GIVEN PROBLEM:
Rename "Result" to "Points" throughout the records below, keeping every other line unchanged. Omit the pictures from your output.

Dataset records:
-- START --

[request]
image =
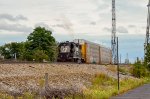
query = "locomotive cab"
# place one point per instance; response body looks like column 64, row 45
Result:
column 69, row 51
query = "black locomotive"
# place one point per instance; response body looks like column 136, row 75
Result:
column 69, row 51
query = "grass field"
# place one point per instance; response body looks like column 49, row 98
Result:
column 25, row 81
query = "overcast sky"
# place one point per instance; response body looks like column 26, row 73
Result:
column 70, row 19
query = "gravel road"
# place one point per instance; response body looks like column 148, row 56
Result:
column 24, row 77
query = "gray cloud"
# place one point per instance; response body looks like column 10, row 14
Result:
column 41, row 24
column 12, row 18
column 15, row 27
column 132, row 26
column 122, row 29
column 92, row 23
column 58, row 25
column 107, row 29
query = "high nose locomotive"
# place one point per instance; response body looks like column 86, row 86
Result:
column 69, row 51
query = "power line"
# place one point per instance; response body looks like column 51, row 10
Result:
column 113, row 36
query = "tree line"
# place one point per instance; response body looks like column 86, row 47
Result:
column 40, row 45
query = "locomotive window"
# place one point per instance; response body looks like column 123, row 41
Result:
column 64, row 49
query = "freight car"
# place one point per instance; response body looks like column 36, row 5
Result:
column 84, row 51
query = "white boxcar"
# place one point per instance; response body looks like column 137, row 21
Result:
column 94, row 53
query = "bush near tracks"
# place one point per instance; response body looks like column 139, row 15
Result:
column 40, row 41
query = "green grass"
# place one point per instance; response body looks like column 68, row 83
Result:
column 103, row 87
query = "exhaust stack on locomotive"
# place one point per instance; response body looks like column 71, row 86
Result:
column 84, row 51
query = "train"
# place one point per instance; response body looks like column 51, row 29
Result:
column 83, row 51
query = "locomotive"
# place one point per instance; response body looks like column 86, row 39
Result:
column 84, row 51
column 69, row 51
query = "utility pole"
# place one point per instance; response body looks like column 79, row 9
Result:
column 147, row 39
column 113, row 36
column 118, row 65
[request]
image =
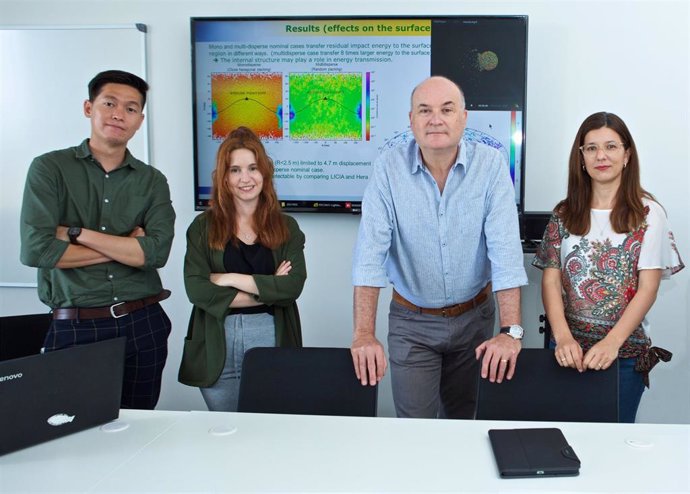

-- END --

TASK RESULT:
[request]
image =
query = "locomotive cab"
# place one point per instance; response body looks like column 64, row 45
Points:
column 69, row 51
query = "black locomotive"
# place one point per instance; response body looks like column 136, row 75
Points:
column 69, row 51
query = "grass field"
# place one point per instance; response body looks like column 49, row 98
Points:
column 25, row 81
query = "overcast sky"
# place one point per instance; response body looks like column 26, row 73
Points:
column 70, row 19
query = "gravel road"
# place one point per instance; response body looks like column 148, row 56
Points:
column 24, row 77
query = "gray cloud"
# place one point per instance; response body looks like column 10, row 14
Points:
column 41, row 24
column 12, row 18
column 15, row 27
column 132, row 26
column 122, row 29
column 92, row 23
column 58, row 25
column 107, row 29
query = "high nose locomotive"
# place one point per instance; response body looks like column 86, row 86
Points:
column 69, row 51
query = "power line"
# place one point per instance; response body looks like column 51, row 10
Points:
column 113, row 36
query = "tree line"
# place one point per instance; response body looks like column 86, row 47
Points:
column 40, row 45
query = "locomotive window"
# place one point per instance; response body looks like column 123, row 41
Points:
column 64, row 49
query = "freight car"
# place one point per instance; response body looks like column 36, row 5
Points:
column 84, row 51
query = "white boxcar"
# place one point per instance; response body looks like column 137, row 21
Points:
column 94, row 53
query = "bush near tracks"
# place one point per instance; response body looks like column 139, row 15
Points:
column 40, row 41
query = "green grass"
# place one point per instance; response body looks like column 68, row 83
Points:
column 103, row 87
query = "exhaust stack on locomotive"
# place one point per instance; response body looks like column 71, row 86
Points:
column 84, row 51
query = "train"
# place one point per instance; response body looks like column 51, row 29
Points:
column 83, row 51
query = "locomotive"
# place one point per instance; response body looks like column 86, row 39
Points:
column 84, row 51
column 69, row 51
query = "utility pole"
# place one point per instance; response body looks like column 79, row 9
Points:
column 147, row 39
column 113, row 36
column 118, row 65
[request]
image =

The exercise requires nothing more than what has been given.